STATED TASK -> Show every line in the entries below that contains the string "grass". Case counts.

Rows from a pointing dataset
━━━━━━━━━━

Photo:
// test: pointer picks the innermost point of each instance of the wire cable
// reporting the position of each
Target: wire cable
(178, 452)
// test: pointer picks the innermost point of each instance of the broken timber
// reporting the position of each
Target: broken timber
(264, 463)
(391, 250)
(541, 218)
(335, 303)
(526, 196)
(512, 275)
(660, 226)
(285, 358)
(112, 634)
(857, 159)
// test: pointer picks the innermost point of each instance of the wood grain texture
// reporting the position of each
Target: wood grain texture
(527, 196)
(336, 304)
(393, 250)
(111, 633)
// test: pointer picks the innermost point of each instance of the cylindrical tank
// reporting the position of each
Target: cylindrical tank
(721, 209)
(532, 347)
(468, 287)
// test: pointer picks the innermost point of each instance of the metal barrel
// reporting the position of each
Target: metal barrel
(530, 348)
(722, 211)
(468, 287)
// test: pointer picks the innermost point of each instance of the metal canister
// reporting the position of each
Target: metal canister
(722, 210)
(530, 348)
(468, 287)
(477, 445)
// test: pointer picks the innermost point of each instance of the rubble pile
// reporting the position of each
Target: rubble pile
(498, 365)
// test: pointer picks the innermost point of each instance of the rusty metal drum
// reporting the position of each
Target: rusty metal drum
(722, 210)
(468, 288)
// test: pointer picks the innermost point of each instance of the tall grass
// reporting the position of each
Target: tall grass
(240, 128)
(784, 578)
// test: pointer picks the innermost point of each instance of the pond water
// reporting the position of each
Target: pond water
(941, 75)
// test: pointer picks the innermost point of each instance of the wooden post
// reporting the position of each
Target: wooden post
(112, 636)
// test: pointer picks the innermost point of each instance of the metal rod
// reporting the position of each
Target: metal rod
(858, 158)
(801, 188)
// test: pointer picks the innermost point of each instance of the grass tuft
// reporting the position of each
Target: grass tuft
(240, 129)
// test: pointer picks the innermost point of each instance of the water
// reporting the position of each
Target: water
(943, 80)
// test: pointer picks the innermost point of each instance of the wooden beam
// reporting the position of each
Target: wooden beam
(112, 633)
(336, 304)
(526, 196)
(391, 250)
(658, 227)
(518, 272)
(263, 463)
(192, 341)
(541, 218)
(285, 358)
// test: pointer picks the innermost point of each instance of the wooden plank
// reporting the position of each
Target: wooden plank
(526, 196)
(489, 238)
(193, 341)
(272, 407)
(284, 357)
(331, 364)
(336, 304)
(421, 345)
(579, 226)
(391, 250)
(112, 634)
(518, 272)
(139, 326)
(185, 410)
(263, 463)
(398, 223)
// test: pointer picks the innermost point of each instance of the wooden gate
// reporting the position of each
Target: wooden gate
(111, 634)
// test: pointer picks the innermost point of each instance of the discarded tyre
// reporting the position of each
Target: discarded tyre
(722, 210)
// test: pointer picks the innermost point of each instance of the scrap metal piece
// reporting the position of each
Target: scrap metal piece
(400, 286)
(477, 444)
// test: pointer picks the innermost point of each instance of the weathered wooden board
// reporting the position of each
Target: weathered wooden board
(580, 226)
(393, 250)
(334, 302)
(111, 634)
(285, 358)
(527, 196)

━━━━━━━━━━

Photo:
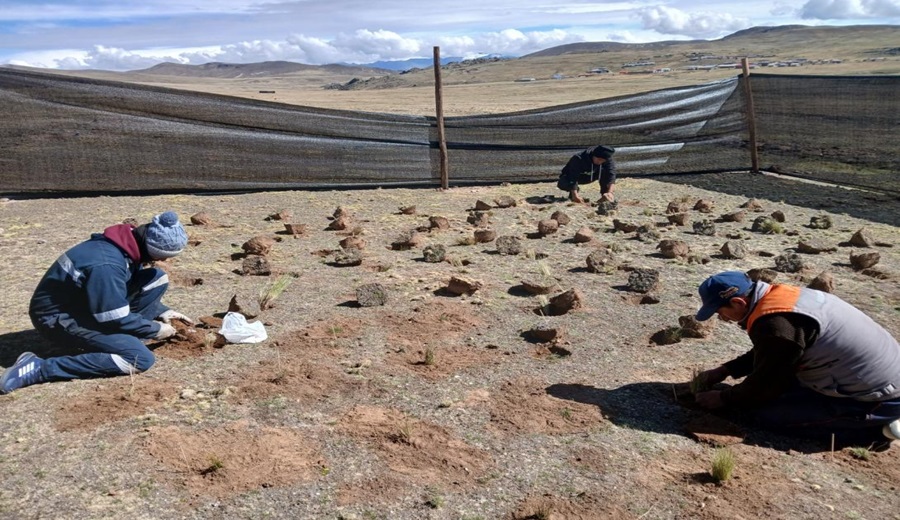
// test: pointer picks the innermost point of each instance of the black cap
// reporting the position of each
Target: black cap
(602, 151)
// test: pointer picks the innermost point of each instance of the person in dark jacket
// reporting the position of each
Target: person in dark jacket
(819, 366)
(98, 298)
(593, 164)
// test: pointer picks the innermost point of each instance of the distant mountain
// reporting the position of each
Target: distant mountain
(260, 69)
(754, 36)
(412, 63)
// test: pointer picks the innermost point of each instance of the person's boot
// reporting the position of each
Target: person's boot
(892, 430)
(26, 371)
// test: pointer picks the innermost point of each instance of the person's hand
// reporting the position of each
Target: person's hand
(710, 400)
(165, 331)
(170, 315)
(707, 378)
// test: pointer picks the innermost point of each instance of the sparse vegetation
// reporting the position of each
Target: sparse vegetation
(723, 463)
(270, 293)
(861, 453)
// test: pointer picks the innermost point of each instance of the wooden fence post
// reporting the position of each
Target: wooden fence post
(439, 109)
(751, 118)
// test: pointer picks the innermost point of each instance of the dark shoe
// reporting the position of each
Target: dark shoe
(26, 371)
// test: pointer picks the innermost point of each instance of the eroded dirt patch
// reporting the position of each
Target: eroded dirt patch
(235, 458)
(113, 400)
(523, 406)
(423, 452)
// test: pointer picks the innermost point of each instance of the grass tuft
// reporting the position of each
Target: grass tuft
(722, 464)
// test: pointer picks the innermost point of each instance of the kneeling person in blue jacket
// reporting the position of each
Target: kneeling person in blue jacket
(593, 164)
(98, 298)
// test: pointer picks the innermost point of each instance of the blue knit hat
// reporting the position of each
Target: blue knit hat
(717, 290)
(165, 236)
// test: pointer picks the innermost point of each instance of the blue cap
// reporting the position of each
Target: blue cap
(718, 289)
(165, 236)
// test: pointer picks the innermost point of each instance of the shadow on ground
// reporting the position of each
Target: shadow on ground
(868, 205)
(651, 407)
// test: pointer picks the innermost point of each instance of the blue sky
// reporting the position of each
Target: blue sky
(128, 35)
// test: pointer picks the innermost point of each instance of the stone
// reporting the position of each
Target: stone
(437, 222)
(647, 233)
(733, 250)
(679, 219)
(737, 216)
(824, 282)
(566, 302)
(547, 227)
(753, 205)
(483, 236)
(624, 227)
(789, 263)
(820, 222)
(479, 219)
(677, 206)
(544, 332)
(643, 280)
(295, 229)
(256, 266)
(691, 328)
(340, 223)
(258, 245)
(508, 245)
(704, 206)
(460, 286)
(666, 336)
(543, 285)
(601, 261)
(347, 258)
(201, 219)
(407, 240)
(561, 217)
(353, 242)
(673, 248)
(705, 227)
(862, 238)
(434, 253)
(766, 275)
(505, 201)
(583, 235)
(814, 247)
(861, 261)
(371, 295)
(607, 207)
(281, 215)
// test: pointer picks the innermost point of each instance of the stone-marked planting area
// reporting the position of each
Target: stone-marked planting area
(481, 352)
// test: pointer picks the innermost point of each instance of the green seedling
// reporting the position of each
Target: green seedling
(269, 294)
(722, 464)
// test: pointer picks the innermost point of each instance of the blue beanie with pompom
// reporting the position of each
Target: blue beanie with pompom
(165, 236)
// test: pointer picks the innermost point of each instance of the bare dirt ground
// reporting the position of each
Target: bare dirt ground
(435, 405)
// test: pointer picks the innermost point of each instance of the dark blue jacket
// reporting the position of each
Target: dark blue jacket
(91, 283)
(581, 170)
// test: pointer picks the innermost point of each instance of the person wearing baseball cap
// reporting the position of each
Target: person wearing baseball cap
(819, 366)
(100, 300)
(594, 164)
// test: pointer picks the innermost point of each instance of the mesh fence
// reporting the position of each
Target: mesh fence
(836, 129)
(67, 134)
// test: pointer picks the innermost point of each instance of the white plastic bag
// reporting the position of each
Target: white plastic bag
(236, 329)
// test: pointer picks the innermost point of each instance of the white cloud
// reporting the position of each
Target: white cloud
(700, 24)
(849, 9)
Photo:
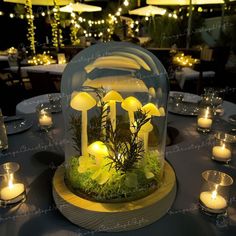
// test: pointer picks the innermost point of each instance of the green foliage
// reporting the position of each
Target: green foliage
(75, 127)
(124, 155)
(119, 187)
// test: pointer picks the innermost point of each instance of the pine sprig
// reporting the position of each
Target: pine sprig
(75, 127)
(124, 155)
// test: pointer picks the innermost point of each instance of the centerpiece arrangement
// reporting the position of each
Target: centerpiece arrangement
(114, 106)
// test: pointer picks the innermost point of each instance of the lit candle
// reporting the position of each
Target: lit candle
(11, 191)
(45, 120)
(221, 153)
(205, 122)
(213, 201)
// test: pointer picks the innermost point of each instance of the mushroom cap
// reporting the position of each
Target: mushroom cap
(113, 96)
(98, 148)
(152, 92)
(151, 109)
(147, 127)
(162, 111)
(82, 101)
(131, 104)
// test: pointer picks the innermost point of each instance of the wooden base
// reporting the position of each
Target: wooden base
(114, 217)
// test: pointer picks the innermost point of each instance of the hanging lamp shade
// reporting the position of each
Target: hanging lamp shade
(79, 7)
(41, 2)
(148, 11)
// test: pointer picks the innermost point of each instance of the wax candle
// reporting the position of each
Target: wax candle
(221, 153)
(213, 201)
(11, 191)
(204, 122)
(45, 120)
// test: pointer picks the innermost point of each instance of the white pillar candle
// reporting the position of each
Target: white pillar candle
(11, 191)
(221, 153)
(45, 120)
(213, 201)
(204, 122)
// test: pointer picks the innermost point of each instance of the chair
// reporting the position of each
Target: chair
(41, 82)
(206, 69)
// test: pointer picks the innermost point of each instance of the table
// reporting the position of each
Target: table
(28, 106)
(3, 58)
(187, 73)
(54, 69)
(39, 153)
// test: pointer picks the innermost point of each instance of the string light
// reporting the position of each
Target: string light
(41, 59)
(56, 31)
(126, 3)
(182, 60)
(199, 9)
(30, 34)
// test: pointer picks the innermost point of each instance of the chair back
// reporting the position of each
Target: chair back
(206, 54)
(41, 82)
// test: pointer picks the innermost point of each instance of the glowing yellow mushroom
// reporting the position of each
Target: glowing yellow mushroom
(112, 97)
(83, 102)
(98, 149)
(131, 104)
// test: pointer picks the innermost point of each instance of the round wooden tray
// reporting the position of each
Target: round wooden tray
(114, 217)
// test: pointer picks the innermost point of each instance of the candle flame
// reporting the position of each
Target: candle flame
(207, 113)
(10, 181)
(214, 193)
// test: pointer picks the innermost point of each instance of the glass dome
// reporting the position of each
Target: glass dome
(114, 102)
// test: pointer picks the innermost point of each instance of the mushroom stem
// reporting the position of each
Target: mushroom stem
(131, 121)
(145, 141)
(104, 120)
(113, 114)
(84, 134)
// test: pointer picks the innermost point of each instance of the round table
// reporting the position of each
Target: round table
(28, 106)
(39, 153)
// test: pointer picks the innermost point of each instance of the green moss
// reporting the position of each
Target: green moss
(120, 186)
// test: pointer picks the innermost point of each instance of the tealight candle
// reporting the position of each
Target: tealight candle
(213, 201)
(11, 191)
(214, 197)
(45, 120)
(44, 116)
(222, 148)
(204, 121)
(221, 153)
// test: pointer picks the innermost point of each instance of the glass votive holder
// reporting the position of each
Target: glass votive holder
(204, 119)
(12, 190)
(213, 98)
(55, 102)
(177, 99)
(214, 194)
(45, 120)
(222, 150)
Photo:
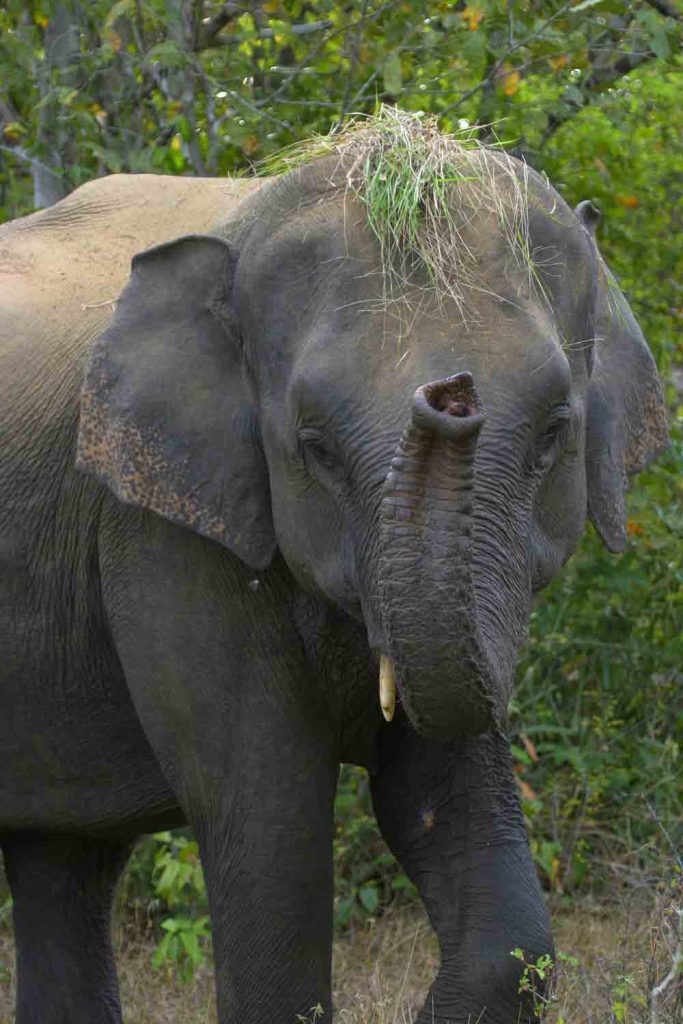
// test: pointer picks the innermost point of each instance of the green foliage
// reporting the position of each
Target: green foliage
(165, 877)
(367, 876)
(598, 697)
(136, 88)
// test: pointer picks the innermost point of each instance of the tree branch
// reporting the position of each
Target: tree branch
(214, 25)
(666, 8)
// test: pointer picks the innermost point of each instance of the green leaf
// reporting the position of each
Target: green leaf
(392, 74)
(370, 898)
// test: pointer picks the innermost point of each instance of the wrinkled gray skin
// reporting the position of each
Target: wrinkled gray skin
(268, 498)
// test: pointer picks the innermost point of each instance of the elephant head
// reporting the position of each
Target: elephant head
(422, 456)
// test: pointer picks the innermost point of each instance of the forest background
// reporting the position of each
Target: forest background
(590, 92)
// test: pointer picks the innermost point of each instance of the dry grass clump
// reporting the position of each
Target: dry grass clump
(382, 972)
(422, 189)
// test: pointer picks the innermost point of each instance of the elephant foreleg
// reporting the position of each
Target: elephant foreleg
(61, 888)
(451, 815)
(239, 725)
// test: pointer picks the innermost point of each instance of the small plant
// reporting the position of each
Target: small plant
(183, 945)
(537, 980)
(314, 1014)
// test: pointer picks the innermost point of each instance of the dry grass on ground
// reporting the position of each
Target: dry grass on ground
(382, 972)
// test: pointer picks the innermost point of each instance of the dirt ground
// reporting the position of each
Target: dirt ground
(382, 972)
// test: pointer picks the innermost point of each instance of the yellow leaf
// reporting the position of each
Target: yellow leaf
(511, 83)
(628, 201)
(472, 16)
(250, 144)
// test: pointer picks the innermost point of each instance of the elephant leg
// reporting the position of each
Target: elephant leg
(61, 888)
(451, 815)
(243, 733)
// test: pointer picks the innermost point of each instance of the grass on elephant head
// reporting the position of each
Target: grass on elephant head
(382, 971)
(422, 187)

━━━━━━━━━━

SOLUTION FOR THIS PROBLEM ->
// test: pointer picks the innermost point of each instance of the tall grass
Target: tall grass
// test: pointer picks the innermost point of each instance of the grass tuft
Target: grass tuft
// test: pointer picks the innermost point of each instance of the grass tuft
Target: grass tuft
// test: pointer picks the innermost point of each instance of the dry grass clump
Target: dry grass clump
// test: pointer picks the innermost point of each instance of the dry grass on ground
Target: dry grass on ground
// test: pointer picks the innermost point of each instance of the grass on elephant head
Target: grass on elephant head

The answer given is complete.